Present every line of the entries below as a Markdown table with two columns, Row for the line number and Text for the line, skipping any blank lines. Leave the pictures out of the table.

Stored entries
┏━━
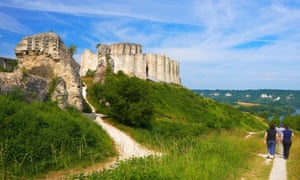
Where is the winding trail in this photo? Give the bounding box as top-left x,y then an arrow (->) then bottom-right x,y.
82,86 -> 161,164
245,132 -> 287,180
42,86 -> 162,179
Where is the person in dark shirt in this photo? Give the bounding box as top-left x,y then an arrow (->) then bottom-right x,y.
264,124 -> 278,159
282,126 -> 294,159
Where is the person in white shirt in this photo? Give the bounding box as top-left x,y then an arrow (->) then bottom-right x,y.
276,124 -> 285,156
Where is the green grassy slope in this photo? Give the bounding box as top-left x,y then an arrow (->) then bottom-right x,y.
82,76 -> 270,179
0,93 -> 115,179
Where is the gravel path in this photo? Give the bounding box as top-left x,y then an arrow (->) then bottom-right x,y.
82,83 -> 161,160
96,116 -> 161,160
269,155 -> 287,180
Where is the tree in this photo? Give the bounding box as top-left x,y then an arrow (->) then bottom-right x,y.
92,73 -> 153,128
68,44 -> 77,57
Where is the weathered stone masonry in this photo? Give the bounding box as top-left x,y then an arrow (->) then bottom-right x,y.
80,43 -> 181,84
15,32 -> 82,110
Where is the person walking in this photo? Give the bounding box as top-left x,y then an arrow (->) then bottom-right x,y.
264,124 -> 278,159
276,124 -> 285,156
282,125 -> 294,159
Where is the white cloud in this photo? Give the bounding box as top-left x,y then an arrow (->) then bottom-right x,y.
0,12 -> 30,34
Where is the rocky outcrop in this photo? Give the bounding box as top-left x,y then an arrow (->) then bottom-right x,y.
15,32 -> 82,110
80,43 -> 181,84
0,72 -> 48,102
0,57 -> 18,72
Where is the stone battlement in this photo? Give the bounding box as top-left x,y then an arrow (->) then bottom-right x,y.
15,32 -> 82,110
80,43 -> 181,84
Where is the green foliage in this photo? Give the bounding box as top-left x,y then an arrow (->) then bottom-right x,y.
0,93 -> 114,179
193,89 -> 300,119
282,114 -> 300,131
78,133 -> 252,180
90,73 -> 153,128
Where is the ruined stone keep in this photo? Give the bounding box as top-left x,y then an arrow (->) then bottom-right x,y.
80,43 -> 181,84
15,32 -> 82,110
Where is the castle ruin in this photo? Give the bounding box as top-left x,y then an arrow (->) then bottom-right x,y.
80,43 -> 181,84
15,32 -> 82,110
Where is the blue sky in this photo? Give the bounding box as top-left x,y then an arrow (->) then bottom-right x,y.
0,0 -> 300,90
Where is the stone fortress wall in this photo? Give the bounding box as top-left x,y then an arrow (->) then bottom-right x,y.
80,43 -> 181,84
15,32 -> 82,110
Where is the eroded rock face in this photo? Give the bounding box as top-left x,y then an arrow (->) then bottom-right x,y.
0,72 -> 48,102
15,32 -> 82,110
80,43 -> 181,84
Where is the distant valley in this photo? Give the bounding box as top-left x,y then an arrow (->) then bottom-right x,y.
193,89 -> 300,118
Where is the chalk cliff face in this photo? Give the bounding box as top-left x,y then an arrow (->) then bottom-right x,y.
80,43 -> 181,84
15,32 -> 82,110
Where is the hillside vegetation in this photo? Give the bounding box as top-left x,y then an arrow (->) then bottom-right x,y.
0,91 -> 115,179
193,89 -> 300,119
81,73 -> 270,179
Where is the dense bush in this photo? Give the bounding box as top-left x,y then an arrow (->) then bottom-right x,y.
282,114 -> 300,131
89,72 -> 153,128
0,93 -> 114,179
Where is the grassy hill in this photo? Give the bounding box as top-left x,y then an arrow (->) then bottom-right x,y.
0,91 -> 115,179
78,74 -> 270,179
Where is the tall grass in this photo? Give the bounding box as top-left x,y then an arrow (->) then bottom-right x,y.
80,132 -> 260,179
287,131 -> 300,180
0,93 -> 115,179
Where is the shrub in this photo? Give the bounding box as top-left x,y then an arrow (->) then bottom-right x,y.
91,73 -> 153,128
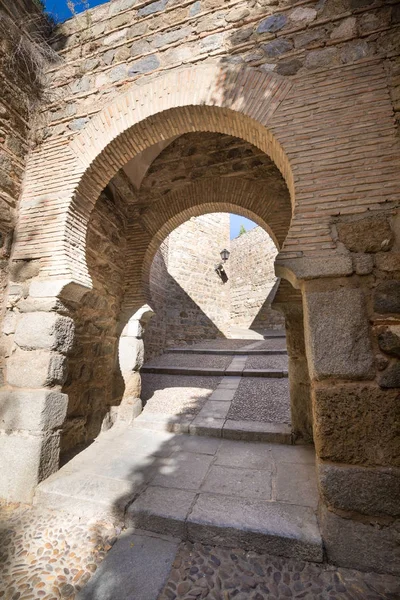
┗━━
### WRITTEN SOLUTION
| Row | Text |
|---|---|
| 1 | Where is the winding trail in this photo? Give the bounding box as top-left x,y then an arrow (->) then bottom-right x,y. |
| 2 | 82,86 -> 161,164 |
| 3 | 245,132 -> 287,180 |
| 4 | 42,86 -> 162,179 |
| 5 | Where is the person in dark shirt in this photo? Give the bounding box as top-left x,y then an arrow (->) then bottom-right x,y. |
| 6 | 264,124 -> 278,159 |
| 7 | 282,126 -> 294,159 |
| 8 | Where is the person in white shirt in this photo? Give the bounding box as top-left x,y then an arrow (->) then bottom-right x,y. |
| 9 | 276,124 -> 285,156 |
| 10 | Where is the green grassy slope in this photo? Give the bounding box as top-left x,y then an arrow (->) then bottom-right x,y. |
| 11 | 82,76 -> 270,179 |
| 12 | 0,93 -> 115,179 |
| 13 | Where is the gravel path in this photo? Give the bounding box as top-left x,y then an arrow (->) then bottom-right x,y. |
| 14 | 82,83 -> 161,160 |
| 15 | 96,116 -> 161,160 |
| 16 | 269,155 -> 287,180 |
| 17 | Where is the tree in this photo? Give the bounding box as top-left x,y then an arrow (->) then bottom-right x,y. |
| 18 | 92,73 -> 153,128 |
| 19 | 68,44 -> 77,57 |
| 20 | Where is the weathered stone masonry in this photo? Give the bounding box as top-left x,y then an arrow (->) then bottom-right x,y. |
| 21 | 80,43 -> 181,84 |
| 22 | 15,32 -> 82,110 |
| 23 | Where is the person walking in this photo? Give the bounding box as top-left x,y then an arrow (->) then bottom-right x,y. |
| 24 | 264,124 -> 278,159 |
| 25 | 276,124 -> 285,156 |
| 26 | 282,125 -> 294,159 |
| 27 | Where is the white cloud in this photo? Give the bounding box as top-left x,y then an arrow (->) then bottom-right x,y. |
| 28 | 0,12 -> 30,34 |
| 29 | Where is the rocky outcrop in this photo? Give the bounding box as top-left x,y then an arrow (->) then bottom-right x,y. |
| 30 | 15,32 -> 82,110 |
| 31 | 80,43 -> 181,84 |
| 32 | 0,72 -> 48,102 |
| 33 | 0,57 -> 18,72 |
| 34 | Where is the stone battlement in this photo? Give the bounding box as top-left x,y then an arrow (->) then bottom-right x,y. |
| 35 | 15,32 -> 82,110 |
| 36 | 80,43 -> 181,84 |
| 37 | Where is the green foliage in this photo? Give the bounding box as top-left x,y then an arrow (->) then bottom-right x,y. |
| 38 | 0,93 -> 114,179 |
| 39 | 193,89 -> 300,119 |
| 40 | 282,114 -> 300,131 |
| 41 | 78,133 -> 252,180 |
| 42 | 90,73 -> 153,128 |
| 43 | Where is the ruined stone keep in this photo? Give the bounding box as top-left x,y then an arrow (->) then bottom-right x,y. |
| 44 | 80,43 -> 181,84 |
| 45 | 15,32 -> 82,110 |
| 46 | Where is the castle ruin in this photo? Give the bounding box as top-left x,y then an arrow (->) then bottom-right x,y. |
| 47 | 80,43 -> 181,84 |
| 48 | 15,32 -> 82,110 |
| 49 | Where is the blue sky in this photo? Give the bounding box as top-left x,y then an arrow (->) then bottom-right x,y. |
| 50 | 0,0 -> 300,90 |
| 51 | Where is the stone fortress wall in this photo? Give the bounding box as top-left x,y then an arrow (->) then bottom-right x,y. |
| 52 | 80,43 -> 181,84 |
| 53 | 15,32 -> 82,110 |
| 54 | Where is the eroded rock face in this photo? Give the bounding box as top-left x,y then an arrow (->) then bottom-right x,y. |
| 55 | 0,72 -> 48,102 |
| 56 | 15,32 -> 82,110 |
| 57 | 80,43 -> 181,84 |
| 58 | Where is the distant valley in this photo? Give the bounding box as top-left x,y then an arrow (->) then bottom-right x,y. |
| 59 | 193,89 -> 300,118 |
| 60 | Where is the chalk cliff face in this photo? Give the bounding box as top-left x,y then an arrow (->) then bottom-right x,y. |
| 61 | 80,43 -> 181,84 |
| 62 | 15,32 -> 82,110 |
| 63 | Where is the hillside vegetation in this photo? Give the bounding box as top-left x,y then an arrow (->) then bottom-right x,y. |
| 64 | 0,91 -> 115,179 |
| 65 | 193,89 -> 300,119 |
| 66 | 81,73 -> 270,179 |
| 67 | Where is the dense bush in this photo? Give the bounding box as top-left x,y then an arrow (->) then bottom-right x,y. |
| 68 | 282,114 -> 300,131 |
| 69 | 89,72 -> 153,128 |
| 70 | 0,93 -> 114,179 |
| 71 | Where is the grassy hill in this photo? Give the bounding box as top-left x,y then an arrow (->) then bottom-right x,y. |
| 72 | 0,91 -> 115,179 |
| 73 | 78,74 -> 270,179 |
| 74 | Where is the tall grass in this photo? Give the bounding box as top-left x,y then an arrow (->) then bottom-right x,y. |
| 75 | 80,132 -> 260,179 |
| 76 | 287,131 -> 300,180 |
| 77 | 0,93 -> 115,179 |
| 78 | Where is the shrub in this photo? Give the bounding box as top-left x,y then an arrow (->) then bottom-right x,y. |
| 79 | 91,73 -> 153,128 |